Me revoilà après une petite absence, durant laquelle j'ai découvert entre autre, un petit village que tout amoureux du livre devrait aller visiter une fois dans sa vie : Bécherel, en Ile-et-Vilaine. La caverne d'Ali-Baba du livre !

Après cette petite introduction, venons-en à Coeur de chien.

Vous voulez vous refaire une beauté ? Arranger quelques plis disgracieux ou mieux, les supprimer ? Rajeunir ? Ne cherchez plus, je vous ai trouvé un médecin : le professeur Préobrajenski, à Moscou. le cabinet de cet éminent chirurgien ne désemplit pas malgré les temps troublés d'après la révolution de 1917.

## CONSIGNES
1 - Relevez tous les noms de lieux géographiques mentionnés dans le texte source.
2 - Recopiez le passage du texte source qui va de "Me revoilà après" jusqu'à "d'Ali-Baba du livre !" inclus.
Les données fournies plus loin ne sont pas utiles pour cet exercice.

Données sources:

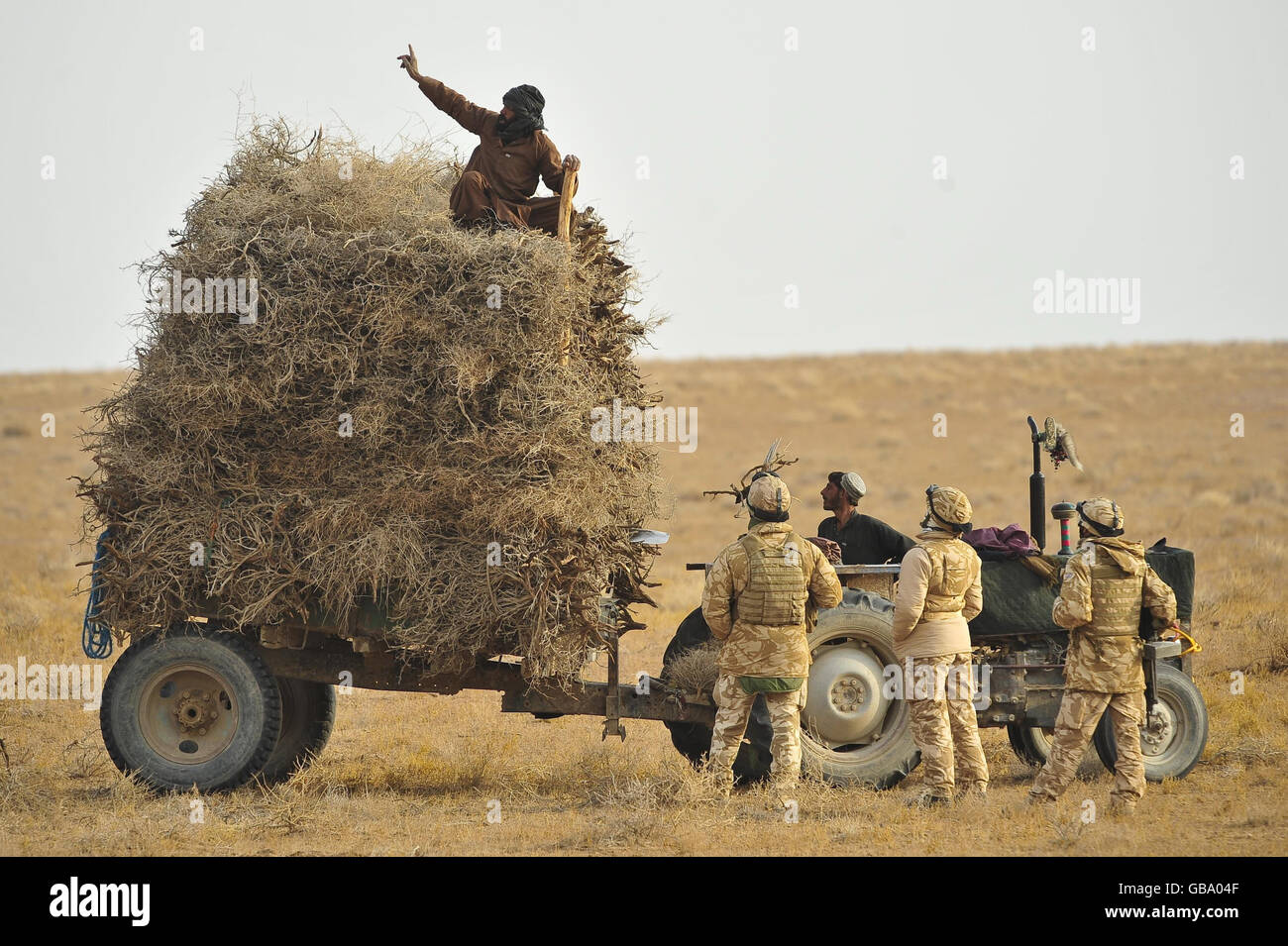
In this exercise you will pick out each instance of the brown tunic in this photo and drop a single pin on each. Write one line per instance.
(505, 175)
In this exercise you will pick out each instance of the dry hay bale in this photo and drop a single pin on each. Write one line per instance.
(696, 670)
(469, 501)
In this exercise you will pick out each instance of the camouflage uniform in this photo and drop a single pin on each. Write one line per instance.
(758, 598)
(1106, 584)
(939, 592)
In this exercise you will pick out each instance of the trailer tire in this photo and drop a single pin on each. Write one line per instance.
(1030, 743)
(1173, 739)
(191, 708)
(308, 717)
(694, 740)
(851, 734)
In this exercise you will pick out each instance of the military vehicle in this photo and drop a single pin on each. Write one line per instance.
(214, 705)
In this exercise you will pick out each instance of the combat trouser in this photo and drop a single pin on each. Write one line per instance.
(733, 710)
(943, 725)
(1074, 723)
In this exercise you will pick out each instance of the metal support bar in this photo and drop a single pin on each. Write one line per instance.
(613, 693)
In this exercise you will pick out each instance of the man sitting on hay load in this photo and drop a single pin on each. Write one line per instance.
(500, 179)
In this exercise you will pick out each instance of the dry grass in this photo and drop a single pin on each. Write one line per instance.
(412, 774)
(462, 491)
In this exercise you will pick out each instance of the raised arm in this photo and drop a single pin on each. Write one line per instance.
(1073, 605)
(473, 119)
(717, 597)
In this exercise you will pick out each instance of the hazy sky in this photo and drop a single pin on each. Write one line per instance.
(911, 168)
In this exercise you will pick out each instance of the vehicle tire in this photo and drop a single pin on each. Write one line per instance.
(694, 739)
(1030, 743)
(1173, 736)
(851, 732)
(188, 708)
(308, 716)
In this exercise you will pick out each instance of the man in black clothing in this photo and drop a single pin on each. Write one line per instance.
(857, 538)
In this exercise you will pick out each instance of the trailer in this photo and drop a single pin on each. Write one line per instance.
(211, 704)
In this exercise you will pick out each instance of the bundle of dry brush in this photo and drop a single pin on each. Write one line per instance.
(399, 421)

## CORRIGÉ
1 - Bécherel, Ile-et-Vilaine, Moscou

2 -
Me revoilà après une petite absence, durant laquelle j'ai découvert entre autre, un petit village que tout amoureux du livre devrait aller visiter une fois dans sa vie : Bécherel, en Ile-et-Vilaine. La caverne d'Ali-Baba du livre !